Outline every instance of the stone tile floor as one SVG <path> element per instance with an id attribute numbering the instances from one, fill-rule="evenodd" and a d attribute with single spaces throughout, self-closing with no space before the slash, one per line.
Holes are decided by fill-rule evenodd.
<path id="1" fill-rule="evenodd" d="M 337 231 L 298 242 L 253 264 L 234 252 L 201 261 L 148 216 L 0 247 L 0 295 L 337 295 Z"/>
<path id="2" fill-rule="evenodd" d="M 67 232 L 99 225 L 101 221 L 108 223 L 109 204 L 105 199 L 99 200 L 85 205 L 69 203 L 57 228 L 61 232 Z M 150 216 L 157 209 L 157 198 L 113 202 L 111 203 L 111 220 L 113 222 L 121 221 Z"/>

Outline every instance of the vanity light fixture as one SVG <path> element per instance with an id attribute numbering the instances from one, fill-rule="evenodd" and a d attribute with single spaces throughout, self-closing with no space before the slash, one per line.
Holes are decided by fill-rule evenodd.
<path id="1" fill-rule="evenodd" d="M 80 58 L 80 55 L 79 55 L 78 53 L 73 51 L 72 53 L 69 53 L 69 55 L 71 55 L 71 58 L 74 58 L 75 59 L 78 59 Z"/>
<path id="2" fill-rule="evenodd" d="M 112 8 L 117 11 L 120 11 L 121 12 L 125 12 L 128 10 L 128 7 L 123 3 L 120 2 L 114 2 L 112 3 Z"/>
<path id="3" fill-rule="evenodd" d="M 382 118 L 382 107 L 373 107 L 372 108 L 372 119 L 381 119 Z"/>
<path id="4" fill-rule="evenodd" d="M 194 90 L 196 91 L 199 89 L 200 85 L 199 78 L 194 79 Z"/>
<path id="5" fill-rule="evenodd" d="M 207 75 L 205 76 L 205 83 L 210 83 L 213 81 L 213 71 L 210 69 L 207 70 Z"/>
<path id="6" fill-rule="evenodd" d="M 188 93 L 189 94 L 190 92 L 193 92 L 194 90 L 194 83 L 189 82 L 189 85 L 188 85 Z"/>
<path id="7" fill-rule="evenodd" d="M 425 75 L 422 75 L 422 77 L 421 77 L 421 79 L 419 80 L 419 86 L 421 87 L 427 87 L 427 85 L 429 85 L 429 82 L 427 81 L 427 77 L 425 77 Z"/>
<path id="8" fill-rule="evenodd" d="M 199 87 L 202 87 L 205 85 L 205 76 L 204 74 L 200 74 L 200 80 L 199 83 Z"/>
++++++++++++++++++++
- **Task brief**:
Turn every line of the entries above into a Markdown table with the columns Row and Line, numbering the rows from one and omitting blank lines.

- **Expected answer**:
| Row | Line |
|---|---|
| 1 | Outline every instance of the stone tile floor as one SVG <path> element per instance with an id attribute numbering the instances from one, fill-rule="evenodd" and a d attribute with single spaces throughout, self-closing with no space before the slash, one per line. |
| 2 | Holes are decided by fill-rule evenodd. |
| 3 | <path id="1" fill-rule="evenodd" d="M 337 231 L 298 242 L 253 264 L 234 252 L 201 261 L 148 216 L 0 247 L 0 295 L 337 295 Z"/> |
| 4 | <path id="2" fill-rule="evenodd" d="M 67 232 L 99 225 L 101 221 L 108 223 L 109 204 L 105 199 L 99 200 L 85 205 L 69 203 L 57 228 L 61 232 Z M 150 216 L 157 209 L 157 198 L 113 202 L 111 203 L 111 220 L 113 222 L 121 221 Z"/> |
| 5 | Outline every instance of the vanity light fixture as one SVG <path> element per instance with an id attribute numbering the instances from one, fill-rule="evenodd" and a d attribute with single spaces throughout, self-closing with no space before the slash, one per line. |
| 6 | Holes are decided by fill-rule evenodd. |
| 7 | <path id="1" fill-rule="evenodd" d="M 80 58 L 80 55 L 79 55 L 78 53 L 73 51 L 72 53 L 69 53 L 69 55 L 71 55 L 71 58 L 74 58 L 75 59 L 78 59 Z"/> |
| 8 | <path id="2" fill-rule="evenodd" d="M 112 8 L 117 11 L 120 11 L 121 12 L 125 12 L 128 10 L 128 7 L 123 3 L 120 2 L 114 2 L 112 3 Z"/> |
| 9 | <path id="3" fill-rule="evenodd" d="M 382 118 L 382 107 L 373 107 L 372 108 L 372 119 L 381 119 Z"/> |
| 10 | <path id="4" fill-rule="evenodd" d="M 194 90 L 196 91 L 199 89 L 200 85 L 199 78 L 194 79 Z"/> |
| 11 | <path id="5" fill-rule="evenodd" d="M 207 75 L 205 76 L 205 83 L 210 83 L 213 81 L 213 71 L 210 69 L 207 70 Z"/> |
| 12 | <path id="6" fill-rule="evenodd" d="M 188 93 L 189 94 L 190 92 L 193 92 L 194 90 L 194 83 L 189 82 L 189 85 L 188 85 Z"/> |
| 13 | <path id="7" fill-rule="evenodd" d="M 425 75 L 422 75 L 422 77 L 421 77 L 421 79 L 419 80 L 419 86 L 421 87 L 427 87 L 427 85 L 429 85 L 429 82 L 427 81 L 427 77 L 425 77 Z"/> |
| 14 | <path id="8" fill-rule="evenodd" d="M 199 87 L 202 87 L 205 85 L 205 76 L 204 74 L 200 74 L 200 80 L 199 83 Z"/> |